Give back exactly the lines from the one holding "leaf in the photo above." to the bottom of the material, both included, and nothing more. No pictures.
-- Start Records to process --
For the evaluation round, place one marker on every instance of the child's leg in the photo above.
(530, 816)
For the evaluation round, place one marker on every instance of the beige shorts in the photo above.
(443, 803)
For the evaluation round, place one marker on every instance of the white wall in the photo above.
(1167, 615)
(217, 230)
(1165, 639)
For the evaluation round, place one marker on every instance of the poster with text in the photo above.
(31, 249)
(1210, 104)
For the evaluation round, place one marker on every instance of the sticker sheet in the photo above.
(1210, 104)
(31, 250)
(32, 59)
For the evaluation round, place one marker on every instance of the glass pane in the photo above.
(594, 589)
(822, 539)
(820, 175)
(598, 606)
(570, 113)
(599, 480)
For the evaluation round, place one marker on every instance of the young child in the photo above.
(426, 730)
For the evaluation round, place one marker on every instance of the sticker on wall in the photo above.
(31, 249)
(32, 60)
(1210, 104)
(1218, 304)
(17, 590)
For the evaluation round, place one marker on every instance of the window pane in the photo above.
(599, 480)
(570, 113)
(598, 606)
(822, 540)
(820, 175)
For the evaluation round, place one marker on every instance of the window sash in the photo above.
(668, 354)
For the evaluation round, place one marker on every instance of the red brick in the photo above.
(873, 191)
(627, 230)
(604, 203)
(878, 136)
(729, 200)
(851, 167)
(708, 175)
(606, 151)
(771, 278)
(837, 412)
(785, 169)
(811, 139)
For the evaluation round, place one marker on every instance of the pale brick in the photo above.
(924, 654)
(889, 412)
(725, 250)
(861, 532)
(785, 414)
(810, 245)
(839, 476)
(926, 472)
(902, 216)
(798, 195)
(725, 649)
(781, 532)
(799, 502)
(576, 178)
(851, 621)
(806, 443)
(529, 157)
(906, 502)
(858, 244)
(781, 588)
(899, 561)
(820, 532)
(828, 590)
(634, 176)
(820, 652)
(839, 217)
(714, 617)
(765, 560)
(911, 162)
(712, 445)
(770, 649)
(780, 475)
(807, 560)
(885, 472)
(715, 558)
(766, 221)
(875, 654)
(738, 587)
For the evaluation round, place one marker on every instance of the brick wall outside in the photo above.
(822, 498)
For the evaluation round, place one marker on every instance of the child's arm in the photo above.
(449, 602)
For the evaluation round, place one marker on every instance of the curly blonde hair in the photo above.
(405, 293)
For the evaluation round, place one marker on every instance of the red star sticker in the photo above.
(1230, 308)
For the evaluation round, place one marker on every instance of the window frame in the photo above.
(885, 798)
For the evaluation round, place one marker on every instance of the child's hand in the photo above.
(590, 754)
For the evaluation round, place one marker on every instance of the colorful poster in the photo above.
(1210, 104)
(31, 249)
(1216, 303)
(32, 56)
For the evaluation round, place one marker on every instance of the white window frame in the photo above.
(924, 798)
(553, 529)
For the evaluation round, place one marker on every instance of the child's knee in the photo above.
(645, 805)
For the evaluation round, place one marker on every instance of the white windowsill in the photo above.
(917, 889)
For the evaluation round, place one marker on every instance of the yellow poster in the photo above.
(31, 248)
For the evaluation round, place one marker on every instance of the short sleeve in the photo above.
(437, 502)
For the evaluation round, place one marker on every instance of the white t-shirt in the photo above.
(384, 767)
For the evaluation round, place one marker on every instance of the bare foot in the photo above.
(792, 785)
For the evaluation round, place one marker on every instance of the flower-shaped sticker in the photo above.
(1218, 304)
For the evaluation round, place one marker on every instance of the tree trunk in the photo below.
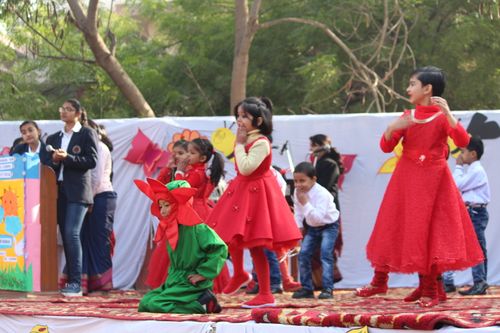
(246, 25)
(87, 24)
(110, 64)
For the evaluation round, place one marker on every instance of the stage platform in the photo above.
(117, 312)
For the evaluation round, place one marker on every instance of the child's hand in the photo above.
(302, 197)
(401, 123)
(182, 164)
(195, 278)
(442, 103)
(241, 135)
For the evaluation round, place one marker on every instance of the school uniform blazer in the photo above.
(24, 148)
(82, 157)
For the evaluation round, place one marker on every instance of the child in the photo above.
(314, 204)
(201, 159)
(196, 253)
(193, 169)
(179, 153)
(472, 182)
(159, 262)
(422, 225)
(253, 213)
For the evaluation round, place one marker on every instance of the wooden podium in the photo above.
(48, 221)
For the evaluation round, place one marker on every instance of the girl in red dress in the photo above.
(253, 213)
(194, 170)
(159, 262)
(422, 225)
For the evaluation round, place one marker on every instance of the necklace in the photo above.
(423, 121)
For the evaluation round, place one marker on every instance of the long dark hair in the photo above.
(258, 107)
(325, 143)
(216, 168)
(31, 122)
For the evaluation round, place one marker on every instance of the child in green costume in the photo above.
(196, 253)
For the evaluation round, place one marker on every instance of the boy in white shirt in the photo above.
(472, 181)
(314, 205)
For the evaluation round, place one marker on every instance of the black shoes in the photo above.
(477, 289)
(255, 290)
(326, 294)
(303, 293)
(449, 288)
(209, 302)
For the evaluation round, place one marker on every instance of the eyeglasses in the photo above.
(65, 109)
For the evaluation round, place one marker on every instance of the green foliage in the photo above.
(180, 53)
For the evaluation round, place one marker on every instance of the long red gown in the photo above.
(422, 220)
(253, 211)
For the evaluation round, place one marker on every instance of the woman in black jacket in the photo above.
(74, 155)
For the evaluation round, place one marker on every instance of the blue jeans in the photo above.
(318, 236)
(70, 217)
(274, 269)
(479, 217)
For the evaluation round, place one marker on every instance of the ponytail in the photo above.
(216, 168)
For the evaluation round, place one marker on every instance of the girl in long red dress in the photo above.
(253, 213)
(422, 225)
(194, 170)
(159, 262)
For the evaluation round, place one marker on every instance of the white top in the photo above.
(101, 174)
(66, 138)
(472, 182)
(279, 178)
(319, 210)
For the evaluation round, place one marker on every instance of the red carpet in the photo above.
(345, 310)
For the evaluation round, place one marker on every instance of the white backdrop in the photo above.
(360, 197)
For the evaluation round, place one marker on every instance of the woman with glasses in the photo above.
(74, 154)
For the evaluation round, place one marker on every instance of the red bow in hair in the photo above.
(181, 211)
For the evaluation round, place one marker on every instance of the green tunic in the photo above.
(199, 251)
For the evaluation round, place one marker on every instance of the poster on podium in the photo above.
(20, 230)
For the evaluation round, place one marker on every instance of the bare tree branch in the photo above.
(92, 16)
(68, 58)
(190, 74)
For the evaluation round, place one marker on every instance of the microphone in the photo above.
(285, 147)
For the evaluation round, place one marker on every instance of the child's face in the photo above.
(165, 208)
(417, 93)
(179, 154)
(303, 183)
(194, 156)
(468, 156)
(244, 120)
(30, 134)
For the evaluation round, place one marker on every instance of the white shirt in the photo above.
(101, 174)
(66, 138)
(37, 149)
(319, 210)
(472, 182)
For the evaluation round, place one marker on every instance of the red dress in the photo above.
(253, 211)
(196, 177)
(422, 220)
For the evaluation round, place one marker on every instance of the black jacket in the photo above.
(82, 157)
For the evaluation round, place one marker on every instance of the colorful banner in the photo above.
(19, 176)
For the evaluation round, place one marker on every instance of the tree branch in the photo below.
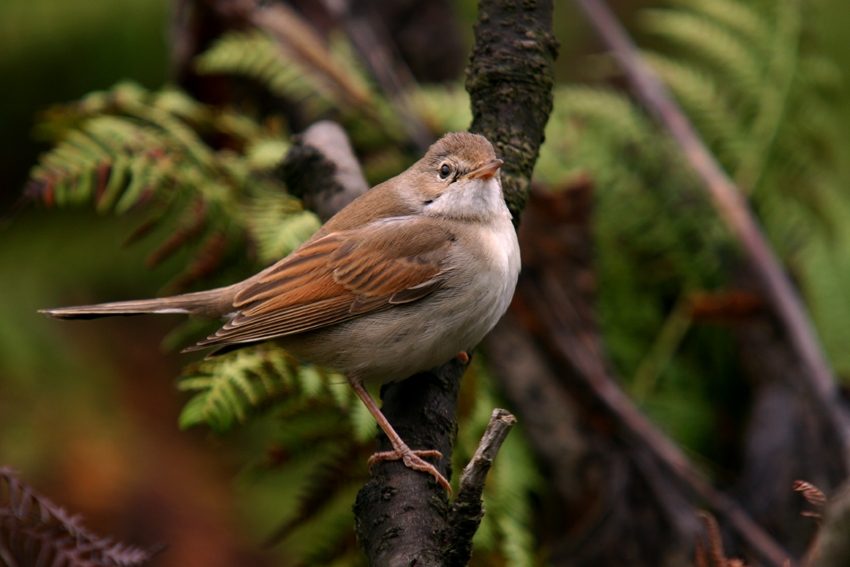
(322, 169)
(468, 508)
(510, 81)
(817, 379)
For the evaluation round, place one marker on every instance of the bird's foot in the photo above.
(413, 460)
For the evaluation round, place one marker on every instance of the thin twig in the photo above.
(475, 473)
(468, 508)
(559, 317)
(733, 208)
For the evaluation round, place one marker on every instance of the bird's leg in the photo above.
(412, 459)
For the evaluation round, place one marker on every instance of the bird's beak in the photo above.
(486, 171)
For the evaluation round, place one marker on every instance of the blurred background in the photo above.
(88, 412)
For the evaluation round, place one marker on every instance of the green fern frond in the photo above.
(128, 147)
(706, 105)
(227, 388)
(443, 108)
(277, 222)
(507, 529)
(256, 55)
(738, 17)
(712, 44)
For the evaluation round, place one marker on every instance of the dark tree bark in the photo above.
(787, 438)
(629, 495)
(510, 82)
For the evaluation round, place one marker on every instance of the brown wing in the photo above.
(338, 277)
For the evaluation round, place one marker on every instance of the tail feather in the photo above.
(212, 303)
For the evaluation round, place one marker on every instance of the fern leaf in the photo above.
(713, 44)
(258, 56)
(34, 531)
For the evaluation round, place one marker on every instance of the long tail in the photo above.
(212, 303)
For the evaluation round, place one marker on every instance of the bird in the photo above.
(409, 275)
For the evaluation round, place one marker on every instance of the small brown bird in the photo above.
(411, 273)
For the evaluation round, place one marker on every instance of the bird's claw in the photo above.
(413, 460)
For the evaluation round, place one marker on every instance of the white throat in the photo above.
(470, 199)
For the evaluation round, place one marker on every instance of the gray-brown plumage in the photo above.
(414, 271)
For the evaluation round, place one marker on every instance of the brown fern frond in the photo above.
(810, 492)
(35, 532)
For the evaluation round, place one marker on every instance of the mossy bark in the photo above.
(402, 515)
(509, 80)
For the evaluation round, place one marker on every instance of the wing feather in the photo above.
(340, 276)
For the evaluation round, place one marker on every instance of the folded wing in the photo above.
(341, 276)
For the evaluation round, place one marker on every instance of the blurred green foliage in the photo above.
(762, 80)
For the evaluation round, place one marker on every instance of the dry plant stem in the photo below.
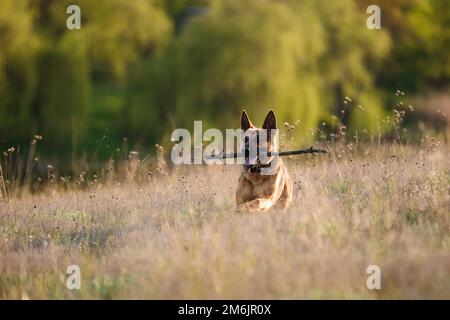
(310, 150)
(3, 183)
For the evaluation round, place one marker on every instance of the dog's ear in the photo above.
(245, 122)
(270, 122)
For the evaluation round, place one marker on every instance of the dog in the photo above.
(264, 181)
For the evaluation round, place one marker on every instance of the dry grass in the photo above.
(176, 236)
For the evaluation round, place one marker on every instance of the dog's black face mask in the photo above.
(256, 143)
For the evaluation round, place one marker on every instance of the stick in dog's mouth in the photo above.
(309, 150)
-- End Records to process --
**Reply to the exercise:**
For the evaluation round, place one marker on every instance of the fern leaf in the photo above.
(713, 44)
(258, 56)
(34, 531)
For the evaluation round, place one marker on every instance of the long tail in the photo above.
(212, 303)
For the evaluation round, place one marker on every instance of the bird in the photo above.
(409, 275)
For the evaluation round, place one marker on every instance of the small brown bird in the photo above.
(411, 273)
For the evaluation round, place one marker on every instance of the bird's claw in the photo above.
(413, 460)
For the evaluation round, place one marker on every instance of the white throat in the photo above.
(470, 199)
For the evaluation round, place one marker on every instance of the gray-brown plumage in the photo above.
(414, 271)
For the evaluation round, place one marker on every instance of the brown fern frond in the photo above.
(810, 492)
(35, 532)
For the evaluation round, place one marker on every instance of the mossy bark in the photo above.
(402, 515)
(509, 80)
For the evaluation round, place one marker on every instance of the wing feather in the photo above.
(340, 276)
For the evaluation round, place one marker on every instance of the folded wing in the photo above.
(341, 276)
For the evaluation round, place one marker on every instance of the blurred green foliage in the photo above.
(762, 80)
For the evaluation round, place one marker on every instance of the dry plant stem in the photo below.
(310, 150)
(3, 183)
For the evaluation round, place one marker on every instance of the dog's ear in the photo above.
(245, 122)
(270, 122)
For the evaluation round, place one marker on every instance of the dog in the photo above.
(264, 181)
For the evaluation round, place one marker on every instance of the dry grass in the photo above.
(176, 236)
For the evaluation round, place one marker on every instance of the dog's black face mask in the photo above.
(256, 143)
For the evaluation round, place one marker on every instance of the stick in dog's mouth in the photo above.
(309, 150)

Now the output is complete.